Excerpt from a dataset:
— start —

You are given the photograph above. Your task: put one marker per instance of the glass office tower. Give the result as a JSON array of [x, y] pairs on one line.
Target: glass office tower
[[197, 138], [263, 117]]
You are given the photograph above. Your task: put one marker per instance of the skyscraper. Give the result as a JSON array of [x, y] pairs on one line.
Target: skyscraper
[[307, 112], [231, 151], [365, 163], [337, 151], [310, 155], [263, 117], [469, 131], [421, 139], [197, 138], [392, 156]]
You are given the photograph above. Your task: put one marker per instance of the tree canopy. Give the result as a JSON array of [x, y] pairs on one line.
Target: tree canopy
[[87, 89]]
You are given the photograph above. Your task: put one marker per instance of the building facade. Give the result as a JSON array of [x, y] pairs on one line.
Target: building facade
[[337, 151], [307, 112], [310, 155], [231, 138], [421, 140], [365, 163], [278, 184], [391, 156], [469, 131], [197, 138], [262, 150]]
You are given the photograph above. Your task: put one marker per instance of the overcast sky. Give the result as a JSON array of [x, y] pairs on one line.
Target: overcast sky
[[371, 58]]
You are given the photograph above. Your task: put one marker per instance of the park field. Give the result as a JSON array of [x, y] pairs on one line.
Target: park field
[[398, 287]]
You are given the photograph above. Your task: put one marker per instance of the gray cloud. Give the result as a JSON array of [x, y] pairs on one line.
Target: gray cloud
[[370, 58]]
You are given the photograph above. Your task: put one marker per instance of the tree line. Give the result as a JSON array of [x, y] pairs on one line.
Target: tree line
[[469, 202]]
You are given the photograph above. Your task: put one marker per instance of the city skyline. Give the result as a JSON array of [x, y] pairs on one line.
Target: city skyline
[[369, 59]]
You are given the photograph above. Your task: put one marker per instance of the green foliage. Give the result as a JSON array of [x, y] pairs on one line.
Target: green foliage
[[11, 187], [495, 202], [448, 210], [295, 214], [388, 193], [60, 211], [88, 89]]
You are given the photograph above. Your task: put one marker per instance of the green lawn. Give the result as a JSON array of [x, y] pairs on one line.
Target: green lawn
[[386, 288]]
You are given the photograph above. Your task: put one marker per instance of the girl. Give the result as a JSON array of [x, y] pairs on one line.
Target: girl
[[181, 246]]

— end —

Copy out every line of the data above, beginning at the first line and stopping after the line that contains "[[371, 58]]". Adjust every coordinate in the answers by -32 and leave all other text unchanged.

Final result:
You are given the photograph above. Your task: put one marker per instance of the glass office tower. Give the result as a JSON array of [x, y] pairs on one line.
Target: glass office tower
[[165, 106], [231, 85]]
You are given the photograph above. Your task: put one marker per instance of the skyscraper. Give the result as a JSON array of [x, y] pairs on one line.
Target: skyscraper
[[275, 80], [199, 119], [333, 131], [305, 119], [278, 123], [231, 85], [437, 99], [389, 107], [165, 106], [360, 124]]
You are given the photograph above. Your task: put one marker per instance of the tree canopy. Give the result as a JSON array of [x, y] pairs on one line.
Target: tree canopy
[[55, 57]]
You are given the photograph above. Your task: put one marker per instance of the building facade. Give the result as a JSON array of [x, y] pairs on one line.
Target: building facade
[[305, 119], [275, 80], [278, 123], [199, 106], [389, 108], [333, 131], [246, 152], [359, 124], [437, 99], [165, 106], [230, 118]]
You are given the photograph above. Your task: put one marker per instance of the overcast sky. Give the result as a JSON array of [x, y] pairs on one line.
Target: overcast sky
[[339, 26]]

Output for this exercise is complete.